Why are people in these stories so damned effective?
Let's consider the merits of this approach:
First, agency provides drama. The term drama comes from an ancient Greek term meaning 'to act / to do' and that meaning of performing a role has carried through to the term today. As an audience we watch a character perform an action intent on some goal and see the results play out. It is hard to even imagine what drama would look like without any agency (possibly Waiting for Godot?). Even the most marginal or ineffective characters have intentions and drama is derived from seeing whether those intentions are fulfilled.
Second, we see agency because we want to see agency. Humans are hard-wired to respond to narratives and they depend on a sense of control over their lives to provide happiness. People tend to attribute their success to personal agency even when it is due mostly to chance. Given that people tend to identify with protagonists it makes sense that they seek out stories with strong and effective central characters.
Indeed, even when people are confronted with a series of seemingly unconnected events they will tend to create a story out of those events and they will imbue even inanimate objects with intentions and goals.

§ **Required task A**
Repeat the text on agency in stories word for word, in full.

Entries from a dataset
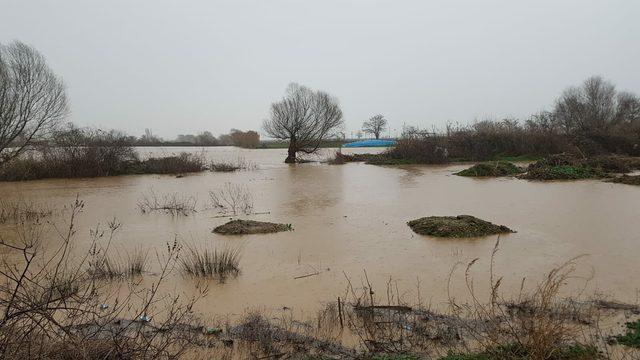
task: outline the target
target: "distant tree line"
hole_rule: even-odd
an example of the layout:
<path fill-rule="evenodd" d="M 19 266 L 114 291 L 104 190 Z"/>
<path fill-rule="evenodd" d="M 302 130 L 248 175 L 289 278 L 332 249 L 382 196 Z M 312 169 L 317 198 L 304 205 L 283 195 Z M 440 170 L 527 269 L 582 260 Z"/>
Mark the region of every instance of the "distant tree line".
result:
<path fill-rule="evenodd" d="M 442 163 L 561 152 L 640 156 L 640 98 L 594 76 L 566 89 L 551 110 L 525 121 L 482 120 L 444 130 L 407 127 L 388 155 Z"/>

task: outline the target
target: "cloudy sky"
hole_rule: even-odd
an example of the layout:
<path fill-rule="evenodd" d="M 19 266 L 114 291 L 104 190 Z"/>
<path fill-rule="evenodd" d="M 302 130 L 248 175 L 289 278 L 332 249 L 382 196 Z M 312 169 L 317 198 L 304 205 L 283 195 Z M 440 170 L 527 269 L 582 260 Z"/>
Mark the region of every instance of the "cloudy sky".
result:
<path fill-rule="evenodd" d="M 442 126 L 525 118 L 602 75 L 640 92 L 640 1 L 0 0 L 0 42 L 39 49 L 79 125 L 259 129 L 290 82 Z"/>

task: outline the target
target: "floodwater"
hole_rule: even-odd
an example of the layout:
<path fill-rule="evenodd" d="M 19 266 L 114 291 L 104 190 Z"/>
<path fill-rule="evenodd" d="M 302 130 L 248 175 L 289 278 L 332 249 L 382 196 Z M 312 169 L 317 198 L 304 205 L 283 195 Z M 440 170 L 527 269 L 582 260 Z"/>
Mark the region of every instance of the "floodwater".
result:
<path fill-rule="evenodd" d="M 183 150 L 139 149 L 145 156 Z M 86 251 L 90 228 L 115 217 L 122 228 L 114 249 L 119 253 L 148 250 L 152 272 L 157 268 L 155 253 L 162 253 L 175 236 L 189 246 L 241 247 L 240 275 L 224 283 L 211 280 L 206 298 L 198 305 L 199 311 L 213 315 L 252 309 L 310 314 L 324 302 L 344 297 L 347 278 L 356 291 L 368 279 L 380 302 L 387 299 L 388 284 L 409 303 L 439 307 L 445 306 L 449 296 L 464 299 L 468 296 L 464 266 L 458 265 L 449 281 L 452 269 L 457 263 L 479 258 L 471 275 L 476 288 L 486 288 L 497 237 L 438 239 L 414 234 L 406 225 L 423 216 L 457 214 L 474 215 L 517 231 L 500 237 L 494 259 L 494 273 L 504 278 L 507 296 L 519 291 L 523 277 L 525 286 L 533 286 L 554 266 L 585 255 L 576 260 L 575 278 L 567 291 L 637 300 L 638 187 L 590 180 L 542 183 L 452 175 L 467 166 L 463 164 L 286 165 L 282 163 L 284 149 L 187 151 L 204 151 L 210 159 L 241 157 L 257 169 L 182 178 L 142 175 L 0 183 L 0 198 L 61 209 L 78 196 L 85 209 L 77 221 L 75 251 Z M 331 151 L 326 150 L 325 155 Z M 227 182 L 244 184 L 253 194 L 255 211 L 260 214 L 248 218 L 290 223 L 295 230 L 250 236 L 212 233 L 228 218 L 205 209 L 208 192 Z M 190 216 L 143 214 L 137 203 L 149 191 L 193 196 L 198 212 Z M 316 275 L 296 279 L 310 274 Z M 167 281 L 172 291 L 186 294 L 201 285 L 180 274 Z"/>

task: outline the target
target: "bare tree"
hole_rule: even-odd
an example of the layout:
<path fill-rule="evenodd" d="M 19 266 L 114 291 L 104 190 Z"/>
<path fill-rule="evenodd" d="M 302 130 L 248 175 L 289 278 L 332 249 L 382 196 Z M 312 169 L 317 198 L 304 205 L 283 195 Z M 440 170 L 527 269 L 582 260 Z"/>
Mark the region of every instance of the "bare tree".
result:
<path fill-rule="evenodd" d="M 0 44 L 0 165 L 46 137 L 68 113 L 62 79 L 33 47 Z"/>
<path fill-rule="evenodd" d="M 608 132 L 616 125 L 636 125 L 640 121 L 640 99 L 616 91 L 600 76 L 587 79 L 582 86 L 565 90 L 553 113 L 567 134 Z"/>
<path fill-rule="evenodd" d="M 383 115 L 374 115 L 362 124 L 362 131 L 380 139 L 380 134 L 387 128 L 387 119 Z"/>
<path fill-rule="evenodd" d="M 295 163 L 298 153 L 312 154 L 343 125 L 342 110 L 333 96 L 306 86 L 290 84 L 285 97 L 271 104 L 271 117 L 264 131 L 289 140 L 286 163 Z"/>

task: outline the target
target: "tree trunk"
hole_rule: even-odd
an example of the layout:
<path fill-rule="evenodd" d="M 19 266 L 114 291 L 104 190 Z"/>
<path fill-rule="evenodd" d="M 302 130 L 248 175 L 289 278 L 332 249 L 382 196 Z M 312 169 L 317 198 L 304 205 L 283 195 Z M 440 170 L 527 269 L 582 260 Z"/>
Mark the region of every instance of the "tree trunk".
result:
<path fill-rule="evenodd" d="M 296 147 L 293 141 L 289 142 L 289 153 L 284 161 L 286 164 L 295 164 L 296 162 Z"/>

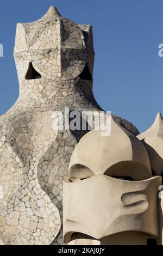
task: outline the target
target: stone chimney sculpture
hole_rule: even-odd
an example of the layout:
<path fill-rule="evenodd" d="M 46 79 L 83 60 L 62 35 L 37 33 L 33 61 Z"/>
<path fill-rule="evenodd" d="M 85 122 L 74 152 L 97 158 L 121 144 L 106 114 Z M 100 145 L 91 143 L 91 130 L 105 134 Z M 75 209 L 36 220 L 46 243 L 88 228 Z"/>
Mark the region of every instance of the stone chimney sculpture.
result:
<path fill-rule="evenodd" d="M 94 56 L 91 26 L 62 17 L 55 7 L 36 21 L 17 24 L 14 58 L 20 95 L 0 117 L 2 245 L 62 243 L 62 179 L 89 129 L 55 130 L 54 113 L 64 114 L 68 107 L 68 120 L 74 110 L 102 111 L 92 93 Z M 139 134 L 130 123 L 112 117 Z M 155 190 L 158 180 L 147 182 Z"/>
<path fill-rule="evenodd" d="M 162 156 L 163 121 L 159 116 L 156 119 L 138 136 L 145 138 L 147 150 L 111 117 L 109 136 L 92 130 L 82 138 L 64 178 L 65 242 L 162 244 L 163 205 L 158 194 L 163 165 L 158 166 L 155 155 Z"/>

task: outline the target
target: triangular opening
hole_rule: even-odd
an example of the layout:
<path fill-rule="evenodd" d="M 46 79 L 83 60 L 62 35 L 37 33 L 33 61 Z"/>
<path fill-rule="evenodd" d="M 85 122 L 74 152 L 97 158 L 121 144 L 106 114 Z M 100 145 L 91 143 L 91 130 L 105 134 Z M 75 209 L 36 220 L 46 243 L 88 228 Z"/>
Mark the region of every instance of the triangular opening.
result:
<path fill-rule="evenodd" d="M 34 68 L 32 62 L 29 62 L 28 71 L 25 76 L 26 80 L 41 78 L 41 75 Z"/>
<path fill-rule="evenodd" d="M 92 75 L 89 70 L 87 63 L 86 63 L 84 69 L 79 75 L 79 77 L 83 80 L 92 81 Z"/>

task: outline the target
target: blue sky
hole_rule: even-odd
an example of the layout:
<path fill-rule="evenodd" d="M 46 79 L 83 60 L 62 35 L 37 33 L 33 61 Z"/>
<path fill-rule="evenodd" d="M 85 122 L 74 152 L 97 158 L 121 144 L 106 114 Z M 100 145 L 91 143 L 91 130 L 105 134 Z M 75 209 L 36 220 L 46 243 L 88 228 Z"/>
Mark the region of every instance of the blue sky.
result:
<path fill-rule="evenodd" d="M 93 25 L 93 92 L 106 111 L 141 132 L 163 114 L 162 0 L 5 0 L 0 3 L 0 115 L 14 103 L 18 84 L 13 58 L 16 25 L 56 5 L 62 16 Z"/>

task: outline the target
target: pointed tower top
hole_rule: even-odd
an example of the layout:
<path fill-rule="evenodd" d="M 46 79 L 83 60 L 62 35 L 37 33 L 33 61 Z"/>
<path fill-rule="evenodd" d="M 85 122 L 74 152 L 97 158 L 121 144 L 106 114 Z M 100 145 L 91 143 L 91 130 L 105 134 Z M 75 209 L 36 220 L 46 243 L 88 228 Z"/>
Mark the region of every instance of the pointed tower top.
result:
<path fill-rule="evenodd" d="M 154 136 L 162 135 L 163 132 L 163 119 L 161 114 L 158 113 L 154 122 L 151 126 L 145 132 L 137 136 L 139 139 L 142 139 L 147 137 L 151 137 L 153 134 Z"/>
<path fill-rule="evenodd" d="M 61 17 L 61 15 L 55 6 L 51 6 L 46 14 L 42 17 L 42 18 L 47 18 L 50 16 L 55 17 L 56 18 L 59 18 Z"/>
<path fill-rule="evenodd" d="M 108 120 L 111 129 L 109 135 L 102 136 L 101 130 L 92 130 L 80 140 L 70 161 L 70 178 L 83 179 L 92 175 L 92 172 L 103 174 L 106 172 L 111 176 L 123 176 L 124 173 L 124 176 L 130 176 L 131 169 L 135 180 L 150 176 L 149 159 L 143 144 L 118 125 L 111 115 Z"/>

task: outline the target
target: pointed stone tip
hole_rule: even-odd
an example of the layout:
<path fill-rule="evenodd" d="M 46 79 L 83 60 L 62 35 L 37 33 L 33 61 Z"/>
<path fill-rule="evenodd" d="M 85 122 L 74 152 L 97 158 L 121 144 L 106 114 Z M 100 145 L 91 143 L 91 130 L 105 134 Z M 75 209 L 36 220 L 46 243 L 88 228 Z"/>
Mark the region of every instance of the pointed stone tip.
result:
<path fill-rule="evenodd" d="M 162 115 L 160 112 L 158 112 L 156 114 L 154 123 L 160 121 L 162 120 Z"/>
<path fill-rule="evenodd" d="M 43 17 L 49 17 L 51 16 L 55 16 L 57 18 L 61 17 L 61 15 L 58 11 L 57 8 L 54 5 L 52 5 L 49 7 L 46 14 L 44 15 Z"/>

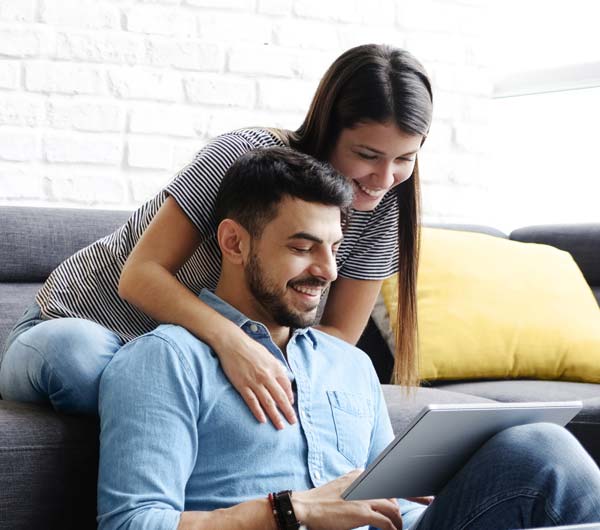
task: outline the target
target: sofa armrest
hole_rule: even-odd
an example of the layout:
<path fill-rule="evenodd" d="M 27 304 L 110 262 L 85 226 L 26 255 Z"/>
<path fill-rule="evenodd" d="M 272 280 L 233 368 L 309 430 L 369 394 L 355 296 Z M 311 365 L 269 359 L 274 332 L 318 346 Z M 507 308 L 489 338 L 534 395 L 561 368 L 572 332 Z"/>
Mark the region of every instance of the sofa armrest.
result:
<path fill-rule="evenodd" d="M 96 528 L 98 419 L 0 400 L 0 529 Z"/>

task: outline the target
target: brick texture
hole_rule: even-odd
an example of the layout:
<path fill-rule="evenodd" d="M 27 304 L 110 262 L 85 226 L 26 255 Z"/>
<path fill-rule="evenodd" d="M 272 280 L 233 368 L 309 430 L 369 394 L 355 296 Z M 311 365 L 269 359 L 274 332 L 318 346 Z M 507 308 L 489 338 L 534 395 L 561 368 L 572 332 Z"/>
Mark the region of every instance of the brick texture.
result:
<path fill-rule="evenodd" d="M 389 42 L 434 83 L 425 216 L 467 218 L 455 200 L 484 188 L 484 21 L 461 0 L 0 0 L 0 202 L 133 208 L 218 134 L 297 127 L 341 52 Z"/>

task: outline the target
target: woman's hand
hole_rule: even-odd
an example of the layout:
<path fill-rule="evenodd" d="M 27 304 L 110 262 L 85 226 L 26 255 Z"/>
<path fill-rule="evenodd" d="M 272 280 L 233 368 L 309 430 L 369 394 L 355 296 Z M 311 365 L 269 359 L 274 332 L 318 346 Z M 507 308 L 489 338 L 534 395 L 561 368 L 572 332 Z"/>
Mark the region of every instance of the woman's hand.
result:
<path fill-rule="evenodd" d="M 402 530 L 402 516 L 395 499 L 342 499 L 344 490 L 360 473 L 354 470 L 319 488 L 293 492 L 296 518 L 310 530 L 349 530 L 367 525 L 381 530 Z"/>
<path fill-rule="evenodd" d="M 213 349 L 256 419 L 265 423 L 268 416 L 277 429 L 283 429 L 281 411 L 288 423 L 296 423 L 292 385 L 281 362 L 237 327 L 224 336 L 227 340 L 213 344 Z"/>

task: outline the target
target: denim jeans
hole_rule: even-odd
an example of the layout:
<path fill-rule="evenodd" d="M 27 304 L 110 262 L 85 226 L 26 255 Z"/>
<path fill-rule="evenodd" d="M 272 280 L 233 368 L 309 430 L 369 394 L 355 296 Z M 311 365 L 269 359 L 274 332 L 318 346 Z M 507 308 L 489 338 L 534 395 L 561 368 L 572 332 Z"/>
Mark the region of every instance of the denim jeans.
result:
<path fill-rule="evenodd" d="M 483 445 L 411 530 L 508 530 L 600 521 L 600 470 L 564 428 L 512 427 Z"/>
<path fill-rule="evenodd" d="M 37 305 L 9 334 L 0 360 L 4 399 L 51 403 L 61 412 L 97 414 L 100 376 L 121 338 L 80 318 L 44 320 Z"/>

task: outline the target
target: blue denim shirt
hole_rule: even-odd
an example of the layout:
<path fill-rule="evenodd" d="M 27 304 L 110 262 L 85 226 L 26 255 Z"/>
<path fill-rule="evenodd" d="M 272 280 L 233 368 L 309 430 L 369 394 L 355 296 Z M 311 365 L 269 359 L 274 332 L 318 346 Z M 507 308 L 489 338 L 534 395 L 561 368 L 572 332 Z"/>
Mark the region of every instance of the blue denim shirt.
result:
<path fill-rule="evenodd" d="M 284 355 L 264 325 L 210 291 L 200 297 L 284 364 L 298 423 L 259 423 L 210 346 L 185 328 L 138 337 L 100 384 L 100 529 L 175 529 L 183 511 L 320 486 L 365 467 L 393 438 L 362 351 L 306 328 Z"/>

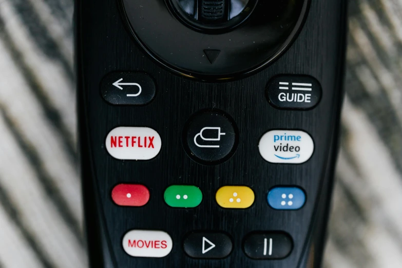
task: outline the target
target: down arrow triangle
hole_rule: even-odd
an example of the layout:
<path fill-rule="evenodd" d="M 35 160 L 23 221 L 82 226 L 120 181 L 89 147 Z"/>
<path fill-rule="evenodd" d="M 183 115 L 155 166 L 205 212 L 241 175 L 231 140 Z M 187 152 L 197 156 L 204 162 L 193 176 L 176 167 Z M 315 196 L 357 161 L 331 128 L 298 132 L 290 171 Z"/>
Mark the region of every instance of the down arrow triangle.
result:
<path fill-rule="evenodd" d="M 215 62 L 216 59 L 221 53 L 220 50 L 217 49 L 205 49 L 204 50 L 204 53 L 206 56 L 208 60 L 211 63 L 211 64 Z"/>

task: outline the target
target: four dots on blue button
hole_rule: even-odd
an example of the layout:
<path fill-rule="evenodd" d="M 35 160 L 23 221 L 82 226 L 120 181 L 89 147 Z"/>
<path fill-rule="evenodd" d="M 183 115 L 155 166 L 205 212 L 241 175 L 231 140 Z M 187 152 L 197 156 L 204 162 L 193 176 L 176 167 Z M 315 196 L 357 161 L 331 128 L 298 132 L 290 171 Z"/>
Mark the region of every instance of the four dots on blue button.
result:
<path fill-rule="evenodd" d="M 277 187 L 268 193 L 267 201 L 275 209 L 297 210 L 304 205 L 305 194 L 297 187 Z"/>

§ **Required task B**
How many lines of the records contain the string "bare"?

§ **Exercise output A**
Why are people in these stories so damned effective?
Let's consider the merits of this approach:
First, agency provides drama. The term drama comes from an ancient Greek term meaning 'to act / to do' and that meaning of performing a role has carried through to the term today. As an audience we watch a character perform an action intent on some goal and see the results play out. It is hard to even imagine what drama would look like without any agency (possibly Waiting for Godot?). Even the most marginal or ineffective characters have intentions and drama is derived from seeing whether those intentions are fulfilled.
Second, we see agency because we want to see agency. Humans are hard-wired to respond to narratives and they depend on a sense of control over their lives to provide happiness. People tend to attribute their success to personal agency even when it is due mostly to chance. Given that people tend to identify with protagonists it makes sense that they seek out stories with strong and effective central characters.
Indeed, even when people are confronted with a series of seemingly unconnected events they will tend to create a story out of those events and they will imbue even inanimate objects with intentions and goals.

§ **Exercise output B**
2